**Work instructions:** Pick out every line below that contains the string "deck", and copy each one. Case counts.

**Stored data:**
========================

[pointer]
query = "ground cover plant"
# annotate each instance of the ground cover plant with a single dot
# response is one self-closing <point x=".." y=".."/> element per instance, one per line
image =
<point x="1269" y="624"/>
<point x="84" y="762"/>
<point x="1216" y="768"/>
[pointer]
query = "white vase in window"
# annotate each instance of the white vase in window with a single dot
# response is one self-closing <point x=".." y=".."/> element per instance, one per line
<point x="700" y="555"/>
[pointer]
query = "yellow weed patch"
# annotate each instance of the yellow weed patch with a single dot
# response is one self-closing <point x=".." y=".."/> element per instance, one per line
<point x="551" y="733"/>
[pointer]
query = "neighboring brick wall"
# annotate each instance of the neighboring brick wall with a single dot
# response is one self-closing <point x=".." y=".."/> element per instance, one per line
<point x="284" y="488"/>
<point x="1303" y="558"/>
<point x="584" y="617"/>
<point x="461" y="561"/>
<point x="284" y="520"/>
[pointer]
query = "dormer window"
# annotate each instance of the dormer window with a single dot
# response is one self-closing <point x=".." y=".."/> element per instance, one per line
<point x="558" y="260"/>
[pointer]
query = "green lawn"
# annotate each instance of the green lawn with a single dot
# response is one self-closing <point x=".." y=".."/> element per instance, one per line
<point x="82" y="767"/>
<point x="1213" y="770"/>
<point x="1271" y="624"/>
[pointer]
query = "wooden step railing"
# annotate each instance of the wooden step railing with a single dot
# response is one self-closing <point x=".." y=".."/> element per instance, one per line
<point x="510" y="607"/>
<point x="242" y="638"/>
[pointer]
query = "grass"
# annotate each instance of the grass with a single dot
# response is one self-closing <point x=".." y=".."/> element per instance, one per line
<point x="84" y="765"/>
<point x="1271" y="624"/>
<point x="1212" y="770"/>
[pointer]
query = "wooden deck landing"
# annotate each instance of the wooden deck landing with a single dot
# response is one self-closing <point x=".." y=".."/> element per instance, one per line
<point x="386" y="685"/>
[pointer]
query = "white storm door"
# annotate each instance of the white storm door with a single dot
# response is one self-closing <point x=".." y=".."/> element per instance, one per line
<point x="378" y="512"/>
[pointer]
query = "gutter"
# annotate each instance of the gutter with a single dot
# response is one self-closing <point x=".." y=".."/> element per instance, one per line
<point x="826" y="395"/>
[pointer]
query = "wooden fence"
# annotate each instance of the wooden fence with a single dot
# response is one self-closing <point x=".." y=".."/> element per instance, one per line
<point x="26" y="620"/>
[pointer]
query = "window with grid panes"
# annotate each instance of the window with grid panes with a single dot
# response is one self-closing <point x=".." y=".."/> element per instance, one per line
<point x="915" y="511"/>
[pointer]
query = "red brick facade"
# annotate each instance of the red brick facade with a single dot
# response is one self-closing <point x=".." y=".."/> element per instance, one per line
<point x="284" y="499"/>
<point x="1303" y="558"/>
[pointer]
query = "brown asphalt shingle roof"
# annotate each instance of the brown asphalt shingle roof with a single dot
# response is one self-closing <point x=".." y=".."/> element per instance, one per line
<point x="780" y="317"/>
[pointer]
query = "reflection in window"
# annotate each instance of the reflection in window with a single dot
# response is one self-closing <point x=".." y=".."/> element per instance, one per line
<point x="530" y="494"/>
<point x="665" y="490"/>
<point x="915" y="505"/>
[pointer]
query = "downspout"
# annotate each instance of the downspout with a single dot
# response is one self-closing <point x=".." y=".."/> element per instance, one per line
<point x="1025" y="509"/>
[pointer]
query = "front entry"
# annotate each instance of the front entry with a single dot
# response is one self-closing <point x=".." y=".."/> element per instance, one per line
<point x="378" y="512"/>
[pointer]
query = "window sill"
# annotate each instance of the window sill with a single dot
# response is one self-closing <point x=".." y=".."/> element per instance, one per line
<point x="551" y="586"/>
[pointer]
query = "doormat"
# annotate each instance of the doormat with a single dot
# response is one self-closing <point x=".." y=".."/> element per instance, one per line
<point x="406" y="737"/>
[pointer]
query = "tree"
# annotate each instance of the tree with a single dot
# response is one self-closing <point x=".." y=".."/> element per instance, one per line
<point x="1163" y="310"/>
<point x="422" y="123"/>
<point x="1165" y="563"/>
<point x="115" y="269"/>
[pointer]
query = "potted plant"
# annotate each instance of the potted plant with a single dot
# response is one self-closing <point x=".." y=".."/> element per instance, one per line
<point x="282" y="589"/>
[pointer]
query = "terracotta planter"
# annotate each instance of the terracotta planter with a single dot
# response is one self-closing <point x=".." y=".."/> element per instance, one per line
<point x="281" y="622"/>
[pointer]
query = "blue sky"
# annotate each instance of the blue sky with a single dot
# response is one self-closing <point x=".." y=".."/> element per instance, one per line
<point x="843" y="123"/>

========================

**Final result:**
query = "wooden deck landing"
# annotate each instance of the wooden deck landing with a single dot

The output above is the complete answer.